§ Exercice 1
Indiquez combien de lignes des enregistrements contiennent la chaîne « line », en tenant compte de la casse. Répondez par ce nombre seul.

§ Extrait à lire
┌──

Aussi, Nadia Sebkhi a-t-elle tout à fait raison d’avoir déclaré ailleurs: «L’art d’écrire et de suggérer n’a pas de sexe, cependant, j’écris sans cesse la femme afin de titiller le règne des hommes. Si la culture est patriarcale, l’écriture féminine est produite. Dans mes livres, je tangue dans toutes les errances mais je ne cesse d’écrire la douleur de la femme de la naissance au trépas. Les écrivains écrivent la femme et la rehaussent d’une façon divine.» Cependant, je dirais «pas tous», il faut me le concéder, et je vois dans ces éloges des hommes-écrivains, une coquetterie féminine fort généreuse que je salue.

└──

Extrait d'un fichier de données
┌──

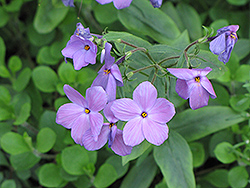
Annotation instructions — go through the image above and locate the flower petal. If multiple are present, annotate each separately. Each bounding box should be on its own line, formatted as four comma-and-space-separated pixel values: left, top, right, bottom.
111, 129, 132, 156
89, 112, 103, 141
200, 77, 217, 99
111, 64, 123, 87
146, 98, 175, 124
209, 33, 226, 55
82, 125, 110, 151
111, 98, 142, 121
189, 84, 209, 110
167, 68, 197, 80
86, 86, 107, 112
133, 81, 157, 111
71, 115, 90, 145
142, 118, 168, 146
123, 117, 145, 147
175, 79, 189, 99
63, 84, 87, 107
103, 102, 118, 123
56, 103, 85, 129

└──

§ Exercice 2
D'après l'extrait, dans quel but Nadia Sebkhi dit-elle écrire sans cesse la femme ?

§ Résultat attendu 1
1

§ Résultat attendu 2
Afin de titiller le règne des hommes.